* [WYBRANY TEKST]:
━━━━

Pisałam wam już o ekologii wielokrotnie. Myślę, że przekonywanie ludzi, by żyli w zgodzie z naturą jest bardzo ważne i niesie korzyści nie tylko dla owej natury, ale też dla nas. O ile przyjemniej by się żyło, gdyby klimat funkcjonował jak dawniej. O ile lepiej by się żyło z mniejszą ilością śmieci. O ile łatwiej by było, gdyby ograniczyć nadmierny konsumpcjonizm i wykorzystywać to, co mamy. Nasze portfele by na tym zyskały. Może udałoby się w końcu wydawać pieniądze na przeżycia, a nie tylko na przedmioty, które radość przynoszą tylko przez chwilę. Byłoby, ale niestety tak nie jest i w najbliższym czasie nie będzie, ponieważ ludzie są zaślepieni pieniędzmi i chęcią posiadania oraz życia tak, by akurat im było wygodnie. Tak daleko nie zajdziemy. Niestety.
Przydatne wpisy, które warto przeczytać:
- Co chcę zmienić, by żyć w zgodzie z naturą? - moje przemyślenia
- Specjalne Wyzwanie na wiosnę
- Tego nigdy nie rób, przestawiając się na ekologiczny styl życia
- Jak oszczędzać wodę (i pieniądze)?
- Zero waste - jak zmniejszyć ilość śmieci?
- 3 ekologiczne rozwiązania w domu do wprowadzenia od zaraz
Żeby ten tekst był poukładany, pozwól proszę, że najpierw poruszę jedną kwestię, a później przejdę do drugiej. Oczywiście możesz przeczytać o obu, albo o którejś z nich, jeśli interesuje cię tylko jedna.
Ekologia - dlaczego taka ważna?

━━━━

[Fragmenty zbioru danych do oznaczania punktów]
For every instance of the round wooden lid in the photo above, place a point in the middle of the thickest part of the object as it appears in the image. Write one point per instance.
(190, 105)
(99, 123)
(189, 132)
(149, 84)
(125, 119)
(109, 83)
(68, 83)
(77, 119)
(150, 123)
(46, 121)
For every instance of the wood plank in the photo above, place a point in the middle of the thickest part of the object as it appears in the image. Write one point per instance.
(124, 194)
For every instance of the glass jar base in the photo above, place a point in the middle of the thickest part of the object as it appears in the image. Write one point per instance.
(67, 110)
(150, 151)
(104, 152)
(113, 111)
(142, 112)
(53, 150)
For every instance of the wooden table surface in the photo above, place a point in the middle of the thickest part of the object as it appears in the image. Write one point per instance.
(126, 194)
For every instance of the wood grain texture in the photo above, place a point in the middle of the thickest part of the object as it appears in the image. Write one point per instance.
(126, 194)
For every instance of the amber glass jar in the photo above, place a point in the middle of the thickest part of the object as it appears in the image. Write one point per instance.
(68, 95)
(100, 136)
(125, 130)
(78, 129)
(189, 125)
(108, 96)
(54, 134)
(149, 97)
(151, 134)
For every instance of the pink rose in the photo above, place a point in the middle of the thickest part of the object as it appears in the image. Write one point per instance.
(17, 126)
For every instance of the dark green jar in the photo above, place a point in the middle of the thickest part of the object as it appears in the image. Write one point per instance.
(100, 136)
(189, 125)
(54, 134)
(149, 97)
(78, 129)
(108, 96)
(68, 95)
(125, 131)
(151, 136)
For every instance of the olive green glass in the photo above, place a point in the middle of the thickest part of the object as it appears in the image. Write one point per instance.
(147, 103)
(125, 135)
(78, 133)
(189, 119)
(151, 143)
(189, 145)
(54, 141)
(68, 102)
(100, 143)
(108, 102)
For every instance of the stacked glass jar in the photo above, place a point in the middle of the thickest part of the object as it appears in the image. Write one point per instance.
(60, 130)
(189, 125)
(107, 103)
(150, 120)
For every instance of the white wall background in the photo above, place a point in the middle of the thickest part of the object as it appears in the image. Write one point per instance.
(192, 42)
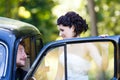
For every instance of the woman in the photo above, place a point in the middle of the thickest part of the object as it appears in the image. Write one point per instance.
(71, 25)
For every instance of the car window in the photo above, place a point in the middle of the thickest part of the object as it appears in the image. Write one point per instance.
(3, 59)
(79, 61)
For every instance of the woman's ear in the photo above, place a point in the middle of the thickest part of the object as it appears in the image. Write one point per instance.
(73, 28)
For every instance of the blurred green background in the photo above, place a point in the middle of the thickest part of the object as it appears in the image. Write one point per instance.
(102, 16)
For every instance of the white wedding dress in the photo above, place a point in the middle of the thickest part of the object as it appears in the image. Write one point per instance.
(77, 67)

━━━━

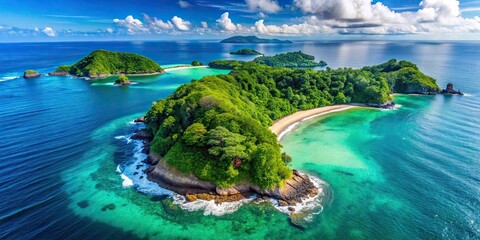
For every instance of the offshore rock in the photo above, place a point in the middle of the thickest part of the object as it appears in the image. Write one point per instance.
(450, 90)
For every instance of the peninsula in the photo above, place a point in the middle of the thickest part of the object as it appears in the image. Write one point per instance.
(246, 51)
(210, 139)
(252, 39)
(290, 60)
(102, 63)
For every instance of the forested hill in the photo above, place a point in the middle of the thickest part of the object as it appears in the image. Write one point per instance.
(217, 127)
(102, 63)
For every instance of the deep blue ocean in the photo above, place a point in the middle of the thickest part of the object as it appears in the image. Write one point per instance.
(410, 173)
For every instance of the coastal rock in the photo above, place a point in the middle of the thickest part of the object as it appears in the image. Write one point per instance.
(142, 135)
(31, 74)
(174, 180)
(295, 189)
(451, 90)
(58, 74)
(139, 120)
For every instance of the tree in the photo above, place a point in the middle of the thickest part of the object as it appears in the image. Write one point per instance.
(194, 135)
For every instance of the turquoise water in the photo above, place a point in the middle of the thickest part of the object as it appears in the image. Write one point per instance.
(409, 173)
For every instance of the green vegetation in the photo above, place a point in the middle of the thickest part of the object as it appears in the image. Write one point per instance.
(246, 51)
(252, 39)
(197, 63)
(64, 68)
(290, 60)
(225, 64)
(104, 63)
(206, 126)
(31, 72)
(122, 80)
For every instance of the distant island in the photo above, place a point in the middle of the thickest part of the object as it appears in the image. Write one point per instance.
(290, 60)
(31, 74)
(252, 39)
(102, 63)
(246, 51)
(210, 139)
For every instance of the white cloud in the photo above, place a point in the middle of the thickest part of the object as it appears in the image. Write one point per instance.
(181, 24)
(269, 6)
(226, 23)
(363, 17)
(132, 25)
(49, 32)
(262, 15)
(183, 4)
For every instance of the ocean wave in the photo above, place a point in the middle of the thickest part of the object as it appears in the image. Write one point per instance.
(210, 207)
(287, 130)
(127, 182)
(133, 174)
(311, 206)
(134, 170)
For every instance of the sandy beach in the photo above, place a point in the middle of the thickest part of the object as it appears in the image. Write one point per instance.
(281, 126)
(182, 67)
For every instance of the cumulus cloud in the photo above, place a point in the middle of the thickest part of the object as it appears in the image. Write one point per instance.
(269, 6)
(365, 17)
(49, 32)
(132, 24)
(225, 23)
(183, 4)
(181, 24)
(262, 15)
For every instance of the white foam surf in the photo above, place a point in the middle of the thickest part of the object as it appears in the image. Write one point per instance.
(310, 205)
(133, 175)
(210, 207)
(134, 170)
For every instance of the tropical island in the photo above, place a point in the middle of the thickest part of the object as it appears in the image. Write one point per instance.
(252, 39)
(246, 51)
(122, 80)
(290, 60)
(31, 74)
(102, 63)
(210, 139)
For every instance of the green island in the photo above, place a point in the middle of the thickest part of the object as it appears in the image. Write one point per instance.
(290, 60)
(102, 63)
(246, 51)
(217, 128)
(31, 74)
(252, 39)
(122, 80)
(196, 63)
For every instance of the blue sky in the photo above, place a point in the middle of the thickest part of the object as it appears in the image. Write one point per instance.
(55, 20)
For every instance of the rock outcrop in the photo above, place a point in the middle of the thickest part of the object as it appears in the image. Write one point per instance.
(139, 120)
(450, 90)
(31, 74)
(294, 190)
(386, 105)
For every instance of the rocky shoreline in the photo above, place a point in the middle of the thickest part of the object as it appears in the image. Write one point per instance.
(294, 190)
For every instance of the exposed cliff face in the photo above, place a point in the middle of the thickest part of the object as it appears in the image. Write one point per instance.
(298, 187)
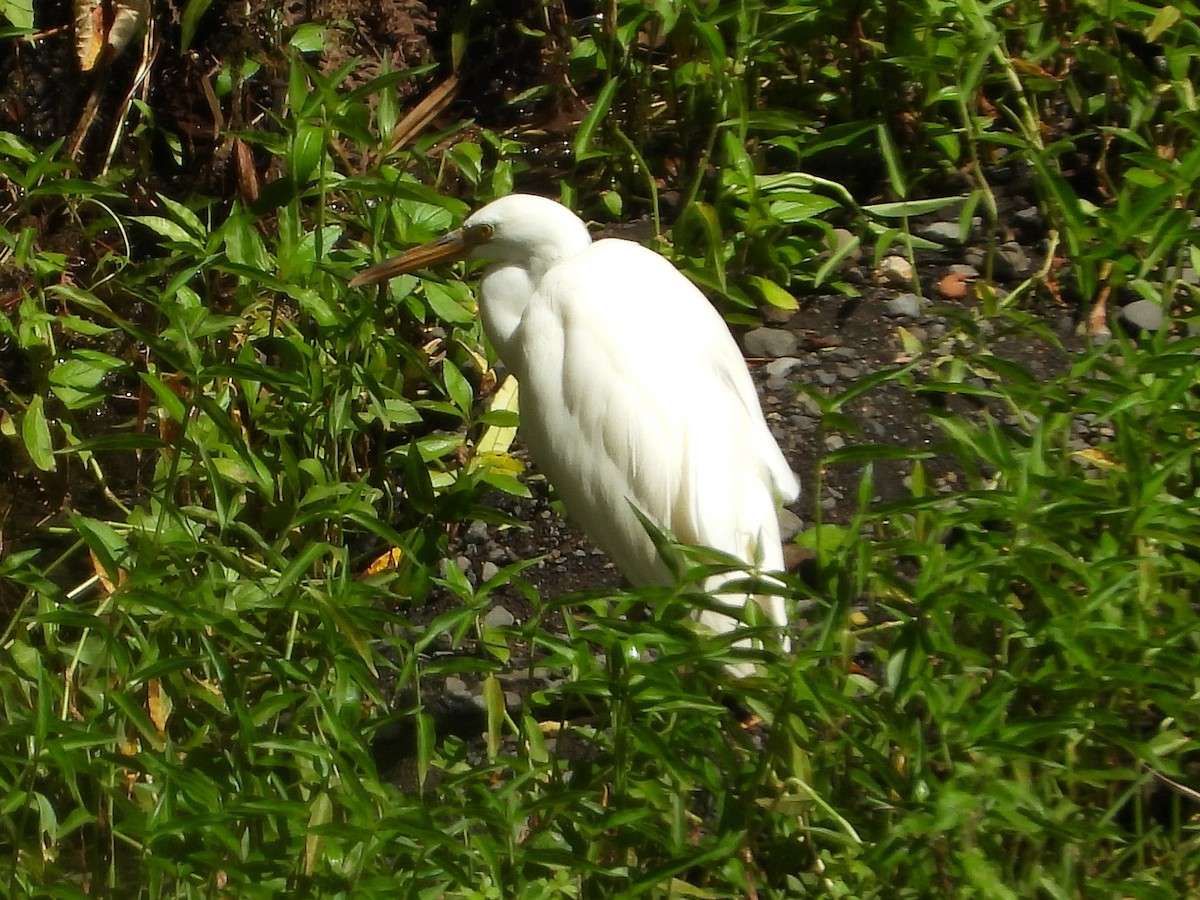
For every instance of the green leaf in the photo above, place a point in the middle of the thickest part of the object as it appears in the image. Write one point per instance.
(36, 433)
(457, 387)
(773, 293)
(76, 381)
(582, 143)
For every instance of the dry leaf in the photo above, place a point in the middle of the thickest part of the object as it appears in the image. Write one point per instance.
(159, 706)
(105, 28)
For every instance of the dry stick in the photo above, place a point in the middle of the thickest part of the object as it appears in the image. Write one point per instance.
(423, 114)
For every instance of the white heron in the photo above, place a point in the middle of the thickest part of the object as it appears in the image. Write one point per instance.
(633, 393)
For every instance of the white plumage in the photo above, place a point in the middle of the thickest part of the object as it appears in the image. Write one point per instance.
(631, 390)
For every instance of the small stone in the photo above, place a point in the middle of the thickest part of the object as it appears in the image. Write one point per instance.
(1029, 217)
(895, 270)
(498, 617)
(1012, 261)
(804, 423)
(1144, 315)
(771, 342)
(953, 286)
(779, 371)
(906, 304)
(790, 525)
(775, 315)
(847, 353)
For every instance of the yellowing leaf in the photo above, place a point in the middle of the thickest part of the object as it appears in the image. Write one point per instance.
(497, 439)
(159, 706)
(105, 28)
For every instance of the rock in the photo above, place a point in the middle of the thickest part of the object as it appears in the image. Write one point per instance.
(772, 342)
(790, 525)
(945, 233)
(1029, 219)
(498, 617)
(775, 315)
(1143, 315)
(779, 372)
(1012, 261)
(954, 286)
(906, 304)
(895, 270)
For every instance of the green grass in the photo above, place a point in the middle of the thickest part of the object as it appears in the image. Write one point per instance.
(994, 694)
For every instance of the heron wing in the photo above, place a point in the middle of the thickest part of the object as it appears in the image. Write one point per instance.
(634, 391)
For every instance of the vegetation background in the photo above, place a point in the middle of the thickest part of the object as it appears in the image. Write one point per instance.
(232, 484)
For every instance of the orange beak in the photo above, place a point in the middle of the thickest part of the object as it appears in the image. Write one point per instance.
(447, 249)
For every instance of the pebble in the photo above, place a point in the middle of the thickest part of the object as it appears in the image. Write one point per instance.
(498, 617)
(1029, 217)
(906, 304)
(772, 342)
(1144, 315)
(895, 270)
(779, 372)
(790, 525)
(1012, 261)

━━━━

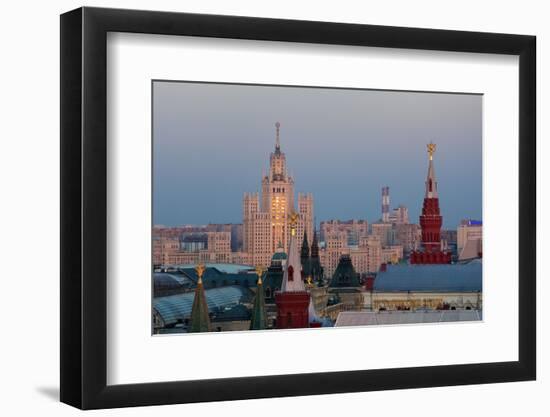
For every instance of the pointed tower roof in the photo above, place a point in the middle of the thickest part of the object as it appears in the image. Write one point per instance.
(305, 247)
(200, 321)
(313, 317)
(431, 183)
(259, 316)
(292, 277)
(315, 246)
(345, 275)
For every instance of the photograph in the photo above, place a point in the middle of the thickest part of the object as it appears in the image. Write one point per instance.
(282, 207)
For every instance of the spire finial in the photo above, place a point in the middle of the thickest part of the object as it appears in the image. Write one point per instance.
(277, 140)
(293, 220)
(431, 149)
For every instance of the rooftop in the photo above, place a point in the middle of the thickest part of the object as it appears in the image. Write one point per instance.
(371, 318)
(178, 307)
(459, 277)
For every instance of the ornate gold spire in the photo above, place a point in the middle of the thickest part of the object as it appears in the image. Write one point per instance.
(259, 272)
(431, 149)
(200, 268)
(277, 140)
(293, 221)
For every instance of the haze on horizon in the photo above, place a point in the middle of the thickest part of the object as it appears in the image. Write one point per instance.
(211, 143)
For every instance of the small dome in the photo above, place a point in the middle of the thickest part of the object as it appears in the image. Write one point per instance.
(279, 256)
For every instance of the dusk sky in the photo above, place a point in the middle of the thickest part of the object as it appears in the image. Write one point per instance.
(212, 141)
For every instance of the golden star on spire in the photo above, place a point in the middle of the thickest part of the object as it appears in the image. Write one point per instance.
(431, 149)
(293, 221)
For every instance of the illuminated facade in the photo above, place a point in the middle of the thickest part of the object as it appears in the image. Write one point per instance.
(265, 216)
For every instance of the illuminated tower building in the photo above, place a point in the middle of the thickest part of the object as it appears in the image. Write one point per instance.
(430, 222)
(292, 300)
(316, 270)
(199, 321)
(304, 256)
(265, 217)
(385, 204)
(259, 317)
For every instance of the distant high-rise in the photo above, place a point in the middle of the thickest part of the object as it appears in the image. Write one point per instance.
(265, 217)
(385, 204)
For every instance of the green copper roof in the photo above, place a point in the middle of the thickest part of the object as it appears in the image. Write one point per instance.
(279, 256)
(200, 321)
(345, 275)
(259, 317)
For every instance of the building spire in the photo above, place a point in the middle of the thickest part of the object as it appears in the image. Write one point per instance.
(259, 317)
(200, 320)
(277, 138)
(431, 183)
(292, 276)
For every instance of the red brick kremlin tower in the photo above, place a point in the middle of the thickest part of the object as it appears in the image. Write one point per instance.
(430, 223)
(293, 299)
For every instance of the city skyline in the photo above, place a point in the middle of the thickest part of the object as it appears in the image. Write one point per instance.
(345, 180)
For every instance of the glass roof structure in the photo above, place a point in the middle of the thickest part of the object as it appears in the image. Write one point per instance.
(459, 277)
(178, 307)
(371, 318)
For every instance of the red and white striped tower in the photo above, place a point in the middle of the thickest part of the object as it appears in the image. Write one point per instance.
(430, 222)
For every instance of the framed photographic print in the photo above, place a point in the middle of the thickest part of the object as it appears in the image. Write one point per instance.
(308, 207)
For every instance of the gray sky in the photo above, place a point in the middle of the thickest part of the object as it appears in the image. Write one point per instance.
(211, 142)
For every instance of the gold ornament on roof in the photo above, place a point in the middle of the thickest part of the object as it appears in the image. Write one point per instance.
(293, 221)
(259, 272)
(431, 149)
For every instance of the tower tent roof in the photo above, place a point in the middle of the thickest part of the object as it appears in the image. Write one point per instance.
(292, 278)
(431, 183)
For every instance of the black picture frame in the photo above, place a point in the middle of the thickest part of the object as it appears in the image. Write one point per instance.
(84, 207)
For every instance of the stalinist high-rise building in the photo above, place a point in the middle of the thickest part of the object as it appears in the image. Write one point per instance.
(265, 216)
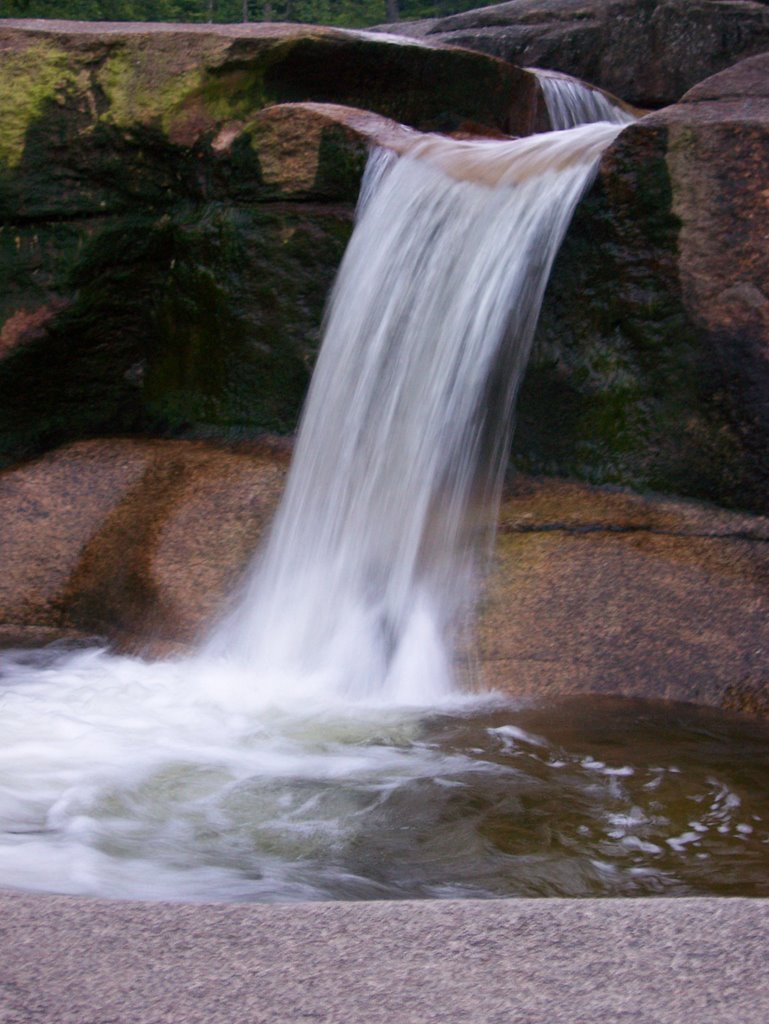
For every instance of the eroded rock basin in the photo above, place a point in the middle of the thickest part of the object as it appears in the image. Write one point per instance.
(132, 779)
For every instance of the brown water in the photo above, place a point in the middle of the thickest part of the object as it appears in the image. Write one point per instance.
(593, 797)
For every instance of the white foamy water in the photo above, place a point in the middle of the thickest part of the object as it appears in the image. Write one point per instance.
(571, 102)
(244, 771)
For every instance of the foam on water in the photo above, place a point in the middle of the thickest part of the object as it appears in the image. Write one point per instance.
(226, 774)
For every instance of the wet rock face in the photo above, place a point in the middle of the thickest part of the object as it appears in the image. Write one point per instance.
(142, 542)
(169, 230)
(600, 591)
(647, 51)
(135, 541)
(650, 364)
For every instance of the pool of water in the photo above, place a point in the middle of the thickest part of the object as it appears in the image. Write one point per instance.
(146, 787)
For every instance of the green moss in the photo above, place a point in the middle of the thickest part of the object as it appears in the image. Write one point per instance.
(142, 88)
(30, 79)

━━━━

* [POLECENIE]: Kontynuuj wpis o ekologii, zaczynając zaraz po jego ostatnim wierszu.

* [ODPOWIEDŹ PISEMNA]:
Ekologia kiedyś nie była dla mnie ważna. Nie patrz tak na mnie, też jestem tylko człowiekiem i mam prawo dojrzewać. Pamiętajmy, że mam dopiero 22 lata i do pewnych wniosków dochodzę z czasem. Gdy byłam jeszcze nastolatką oczywista była dla mnie segregacja śmieci, ale zdarzało mi się wyrzucać jedzenie. Nigdy nie marnowałam kartek, te ze starych zeszytów wyrywałam i zapisywałam, brałam na kartkówki czy sprawdziany lub cięłam, by mama miała na listy zakupów. Ale w tym samym czasie też nie dbałam ani trochę o zużycie prądu czy wody. Jeździłam komunikacją miejską, ale używałam np. jednorazowe talerzyki czy kubki na grillach.
Każdy z nas się zmienia
Pamiętajmy jednak, że każdy się zmienia. Czy tego chce, czy nie, zawsze zachodzą w nas jakieś małe, czasem ledwie dostrzegalne zmiany. I przez ten czas dużo takich zmian zaszło w moim życiu. Gdy poznałam się z obecnym partnerem i jego spojrzeniem na naturę, pomyślałam: hej, ja od dawna myślę tak samo, ale nie robię nic w tym kierunku. I wtedy maszyna ruszyła po szynach ospale. Bardzo ospale. Kroczek po kroczku, a czasem jednak jakiś system zawodził i maszyna stała w bezruchu, a nawet staczała się do tyłu. Chodzi o to, że wprowadzałam pewne małe zmiany, ale gdzieś po drodze o nich zapominałam i wracałam do tego, co było wcześniej.Nie jestem idealna i ty też nie jesteś. Choćbyśmy obie stawały na głowie, nigdy nie będziemy idealne, wiesz o tym doskonale. Ale możemy dążyć do ideału, dążyć do bycia lepszymi i bardziej myślącymi. I, co najważniejsze, myślącymi samodzielnie.
Teraz już nie patrzę na to, co myślą inni. Jeden pochwala moje zachowanie, mówi, że też stosuje takie zasady, a inny w tym czasie popuka się w głowę i pomyśli, że do reszty mnie pogięło, bo tak się nie da żyć. Moja prawda jest najmojsza. Twoja najtwojsza. Każdy z nas ma swoje przekonania i wartości, którymi się kieruje i z tego też powodu żyje tak, a nie inaczej. To dlatego jedni cię rozumieją, a inni wręcz przeciwnie.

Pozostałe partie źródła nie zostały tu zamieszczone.